* _Brief_: Collect every line in the material that contains the string "grass", with case counting in the match.

---

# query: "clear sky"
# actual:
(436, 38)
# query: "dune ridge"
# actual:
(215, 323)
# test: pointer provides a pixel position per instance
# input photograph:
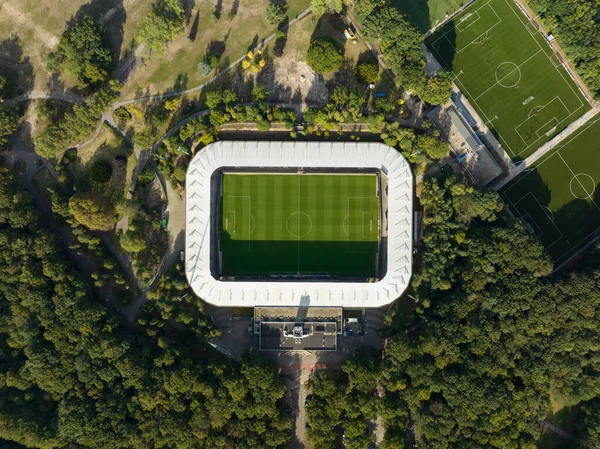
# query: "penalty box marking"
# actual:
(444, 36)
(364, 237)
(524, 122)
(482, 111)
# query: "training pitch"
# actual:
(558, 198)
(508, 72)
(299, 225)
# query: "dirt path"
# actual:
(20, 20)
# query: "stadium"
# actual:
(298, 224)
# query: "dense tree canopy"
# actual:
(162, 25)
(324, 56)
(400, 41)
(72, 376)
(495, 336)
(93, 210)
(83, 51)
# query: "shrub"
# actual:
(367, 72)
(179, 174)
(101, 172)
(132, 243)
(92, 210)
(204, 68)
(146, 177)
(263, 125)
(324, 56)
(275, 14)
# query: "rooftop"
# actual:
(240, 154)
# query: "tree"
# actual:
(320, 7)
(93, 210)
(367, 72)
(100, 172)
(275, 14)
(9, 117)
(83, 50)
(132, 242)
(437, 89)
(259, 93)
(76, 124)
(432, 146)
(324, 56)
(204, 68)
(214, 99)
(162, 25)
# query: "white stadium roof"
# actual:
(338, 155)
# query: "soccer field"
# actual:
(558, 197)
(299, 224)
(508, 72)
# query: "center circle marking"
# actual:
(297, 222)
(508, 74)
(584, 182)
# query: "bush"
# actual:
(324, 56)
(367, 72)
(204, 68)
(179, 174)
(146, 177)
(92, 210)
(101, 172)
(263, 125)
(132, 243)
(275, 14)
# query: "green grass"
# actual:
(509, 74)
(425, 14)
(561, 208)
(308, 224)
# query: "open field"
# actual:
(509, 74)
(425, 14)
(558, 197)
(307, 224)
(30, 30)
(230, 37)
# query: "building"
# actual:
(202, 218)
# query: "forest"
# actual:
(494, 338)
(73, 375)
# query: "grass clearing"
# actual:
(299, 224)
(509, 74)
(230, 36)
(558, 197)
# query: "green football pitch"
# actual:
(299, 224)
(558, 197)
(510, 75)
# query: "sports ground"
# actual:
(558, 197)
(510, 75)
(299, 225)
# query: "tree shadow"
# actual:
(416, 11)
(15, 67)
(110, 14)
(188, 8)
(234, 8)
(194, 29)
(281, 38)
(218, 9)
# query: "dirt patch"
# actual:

---

* _Exercise answer_:
# query: "green grass"
# query: "grass clearing"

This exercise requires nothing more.